_What is asked:_ Set down each entry exactly as given; pictures should not appear in the copy.

_Extracted records:_
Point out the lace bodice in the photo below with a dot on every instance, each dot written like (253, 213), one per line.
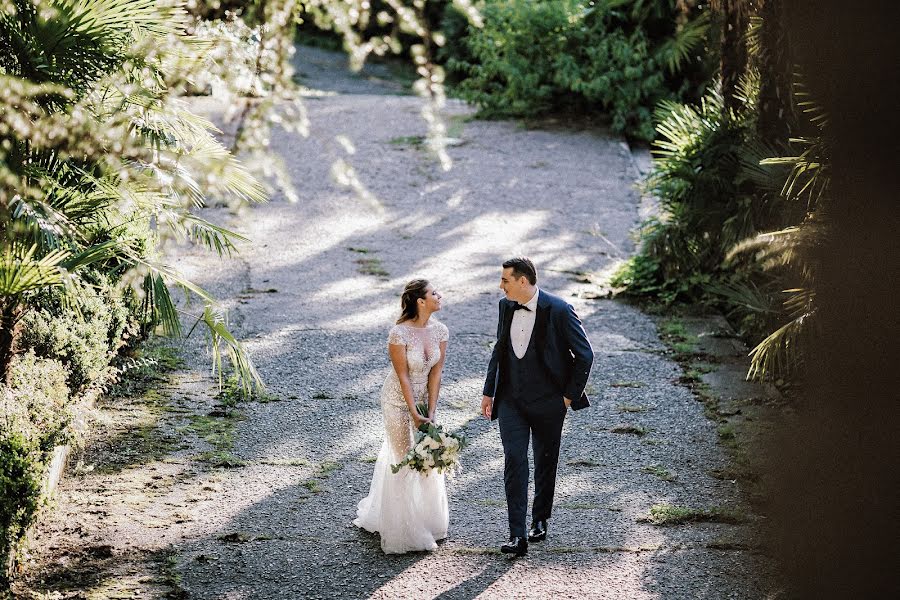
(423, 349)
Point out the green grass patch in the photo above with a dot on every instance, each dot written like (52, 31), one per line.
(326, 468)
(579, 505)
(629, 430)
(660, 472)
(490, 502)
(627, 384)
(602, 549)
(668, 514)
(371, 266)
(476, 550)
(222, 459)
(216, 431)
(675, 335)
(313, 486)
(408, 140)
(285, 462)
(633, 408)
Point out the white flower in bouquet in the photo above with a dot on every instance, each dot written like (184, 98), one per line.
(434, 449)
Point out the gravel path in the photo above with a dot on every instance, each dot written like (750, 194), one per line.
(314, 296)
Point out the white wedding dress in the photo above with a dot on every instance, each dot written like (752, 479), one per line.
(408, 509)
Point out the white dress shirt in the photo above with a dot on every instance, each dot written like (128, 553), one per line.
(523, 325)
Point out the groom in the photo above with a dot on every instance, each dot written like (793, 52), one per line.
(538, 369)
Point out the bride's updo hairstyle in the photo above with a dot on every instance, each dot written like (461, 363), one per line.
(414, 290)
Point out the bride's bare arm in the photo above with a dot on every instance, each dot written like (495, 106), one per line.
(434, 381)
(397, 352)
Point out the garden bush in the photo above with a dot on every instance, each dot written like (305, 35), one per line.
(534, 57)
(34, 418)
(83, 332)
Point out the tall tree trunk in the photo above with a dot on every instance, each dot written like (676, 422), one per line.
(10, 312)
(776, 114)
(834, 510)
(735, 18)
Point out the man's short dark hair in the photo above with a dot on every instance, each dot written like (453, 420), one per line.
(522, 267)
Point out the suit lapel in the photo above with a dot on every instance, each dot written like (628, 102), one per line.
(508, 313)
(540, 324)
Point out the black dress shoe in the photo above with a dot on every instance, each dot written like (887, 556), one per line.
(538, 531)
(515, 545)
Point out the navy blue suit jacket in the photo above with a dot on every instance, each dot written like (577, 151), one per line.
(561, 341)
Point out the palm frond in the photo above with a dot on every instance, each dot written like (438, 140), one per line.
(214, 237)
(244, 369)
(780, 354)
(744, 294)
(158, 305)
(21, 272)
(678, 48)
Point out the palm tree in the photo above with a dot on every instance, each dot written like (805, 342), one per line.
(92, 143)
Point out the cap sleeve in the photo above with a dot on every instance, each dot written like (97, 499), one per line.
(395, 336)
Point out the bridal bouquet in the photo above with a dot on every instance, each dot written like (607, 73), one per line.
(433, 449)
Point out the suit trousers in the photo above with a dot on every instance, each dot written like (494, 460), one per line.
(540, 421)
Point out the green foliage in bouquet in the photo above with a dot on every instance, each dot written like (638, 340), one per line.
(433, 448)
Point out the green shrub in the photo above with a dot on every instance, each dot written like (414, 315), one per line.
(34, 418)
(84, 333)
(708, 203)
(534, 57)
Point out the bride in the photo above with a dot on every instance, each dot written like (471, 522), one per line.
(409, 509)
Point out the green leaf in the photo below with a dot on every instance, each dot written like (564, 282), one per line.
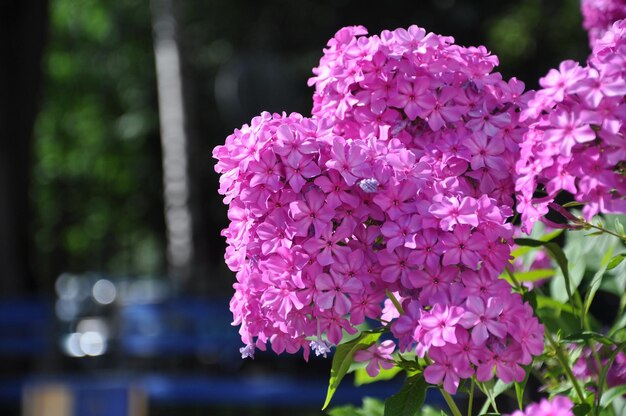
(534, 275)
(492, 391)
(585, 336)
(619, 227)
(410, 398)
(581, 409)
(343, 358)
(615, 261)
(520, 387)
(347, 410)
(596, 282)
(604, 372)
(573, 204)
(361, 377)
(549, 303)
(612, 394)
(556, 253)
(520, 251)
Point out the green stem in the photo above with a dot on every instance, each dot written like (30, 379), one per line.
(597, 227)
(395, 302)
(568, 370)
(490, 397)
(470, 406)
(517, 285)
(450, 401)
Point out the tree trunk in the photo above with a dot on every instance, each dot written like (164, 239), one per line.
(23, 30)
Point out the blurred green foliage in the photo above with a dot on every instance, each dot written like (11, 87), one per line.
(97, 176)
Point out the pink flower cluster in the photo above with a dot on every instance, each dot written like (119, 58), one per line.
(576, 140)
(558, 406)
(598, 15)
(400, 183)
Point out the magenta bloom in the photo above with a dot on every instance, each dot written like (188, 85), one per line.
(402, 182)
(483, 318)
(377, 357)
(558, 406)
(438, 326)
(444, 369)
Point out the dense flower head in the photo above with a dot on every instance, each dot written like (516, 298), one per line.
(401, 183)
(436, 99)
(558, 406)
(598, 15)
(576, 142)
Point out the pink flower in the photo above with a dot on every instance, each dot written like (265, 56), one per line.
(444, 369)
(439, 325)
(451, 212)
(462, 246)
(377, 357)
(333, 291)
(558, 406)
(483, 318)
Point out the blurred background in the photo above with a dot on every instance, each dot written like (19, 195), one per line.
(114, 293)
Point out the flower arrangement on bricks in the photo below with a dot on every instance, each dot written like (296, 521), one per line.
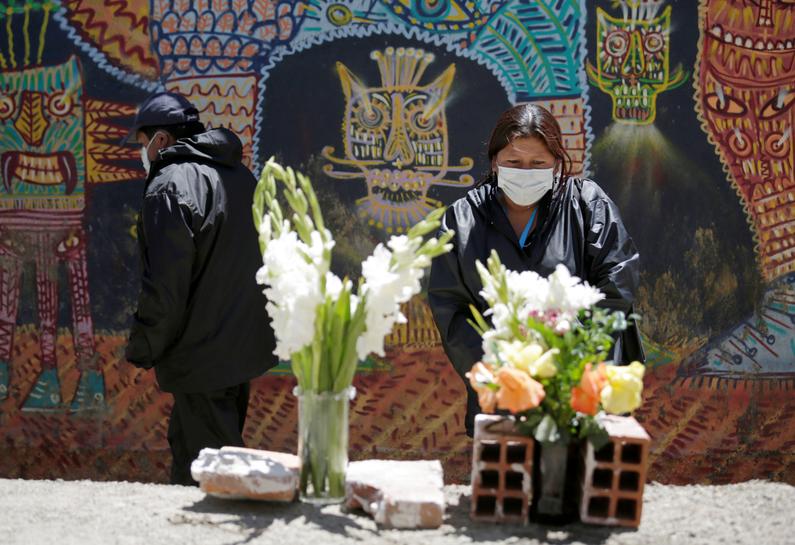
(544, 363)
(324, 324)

_Solution:_
Point out the lace bodice in the photo below with a dot on every instance, each dot written like (253, 213), one per line.
(423, 349)
Point out the green grass patch in the photo above with a dot on every instance, each dot written like (52, 31), one per line.
(326, 468)
(579, 505)
(629, 430)
(660, 472)
(490, 502)
(627, 384)
(602, 549)
(668, 514)
(371, 266)
(476, 550)
(222, 459)
(216, 431)
(675, 335)
(313, 486)
(408, 140)
(285, 462)
(633, 408)
Point out the white flower in bouquet in the photo above with a dot on every instance, each dot written like (184, 98), one per line.
(434, 449)
Point out the gravel path in the photo above with a dot on every instance, each dot written like (750, 194), one per line.
(314, 296)
Point out the white wedding dress in the photo above with a dot on every instance, each dot written like (752, 479), one per line.
(408, 509)
Point out the white dress shirt in the photo above with a dot on every instance, each dot written like (128, 553), one per line.
(523, 325)
Point out the groom in the photo above with a dot on every instance, each dot written like (793, 52), one per line.
(538, 369)
Point out the bride's updo hairstyle in the photo above with a dot on every instance, each dot written like (461, 363), one per line.
(414, 290)
Point out the bride's bare arm in the photo above with a dot on every instance, each dot written like (495, 106), one per line.
(434, 381)
(397, 352)
Point out the garden bush in the photo above with a dot on every instance, each dot written like (305, 35), one per line.
(534, 57)
(34, 418)
(83, 332)
Point out the tall tree trunk in the photo above with a dot on every instance, each dot written like (676, 422), one per line.
(10, 312)
(776, 114)
(834, 510)
(735, 18)
Point out the man's short dark hair in the photo above with a dot on every instance, each dot written like (453, 420), one per line.
(522, 267)
Point out the suit lapel in the photo above with a dot on every instance, each dot written like (628, 102), one per line.
(508, 313)
(540, 324)
Point out the black dress shoe in the photo above with a dot on every instance, each dot written like (887, 556), one per line.
(538, 531)
(515, 545)
Point out the navy blue suit jacket in the photo above with a dot on every instance, each dot written like (577, 151), one per line.
(561, 341)
Point out the palm frond in the photo above with a dot on every instance, each dot written like (438, 140), one per line.
(214, 237)
(244, 369)
(780, 354)
(744, 294)
(158, 305)
(21, 272)
(678, 48)
Point out the palm tree in the photo above with a dot on every instance, each dot written like (805, 342), one per line.
(92, 143)
Point out the cap sleeve in the photo above with a dot on every instance, each dot written like (97, 499), one per line.
(395, 336)
Point out the bridal bouquet in the photo above with a dot on every instance, each dot written like (607, 73), one per line.
(433, 449)
Point out the suit trousers in the photo above with a dot on every instance, each dot written like (494, 460), one per line.
(540, 421)
Point out the green foliage in bouquet in the photo above with a dot on every instance, each dot written like (638, 340), one per line.
(433, 448)
Point out the green shrub in the photo above with a dot on every instance, each dot written like (414, 315), one per line.
(34, 418)
(84, 333)
(708, 203)
(534, 57)
Point out the bride in the photo above with a dot on every instance, each dot written like (471, 522), one per line.
(409, 509)
Point out the green leaf in the photo below with a dot on every instance, each dot written like (564, 282), one per line.
(534, 275)
(492, 391)
(585, 336)
(619, 227)
(410, 398)
(581, 409)
(343, 358)
(615, 261)
(520, 387)
(347, 410)
(596, 282)
(604, 372)
(573, 204)
(361, 377)
(549, 303)
(612, 394)
(556, 253)
(520, 251)
Point out the green stem in the photo above with a dot on every instance, each dot written like (30, 379), one per line.
(597, 227)
(395, 302)
(568, 370)
(490, 397)
(470, 406)
(517, 285)
(450, 401)
Point out the tree trunk in the photo above with a dot on every instance, each dot written like (164, 239), one per line.
(23, 30)
Point out the blurred green foliage in the photo above with a dot on every instance, each dot written like (11, 87), one per line.
(97, 176)
Point out the pink flower cluster in the photo above with a dot on every instance, each dot written like (119, 58), one per line.
(576, 140)
(558, 406)
(598, 15)
(400, 183)
Point out the magenta bloom in the photo above with a dot on every instance, each dot written like (188, 85), one per line.
(402, 182)
(483, 318)
(377, 357)
(558, 406)
(438, 326)
(444, 369)
Point out the dense flower head in the photo above with a dot on every instance, each dot written like (516, 298), one per line.
(401, 183)
(436, 99)
(558, 406)
(598, 15)
(576, 142)
Point out the pink flower in the photo above with a dot on every instance, each dot written like (265, 56), one per line.
(444, 369)
(439, 325)
(451, 212)
(462, 246)
(377, 357)
(333, 291)
(558, 406)
(483, 318)
Point out the blurred background in the photo above with a dot on every instance, each dot written like (19, 195), one per line.
(114, 293)
Point out the flower arrangement on bricks in the photo below with a dot on every instance, each dot written like (296, 521), one per line.
(544, 363)
(324, 324)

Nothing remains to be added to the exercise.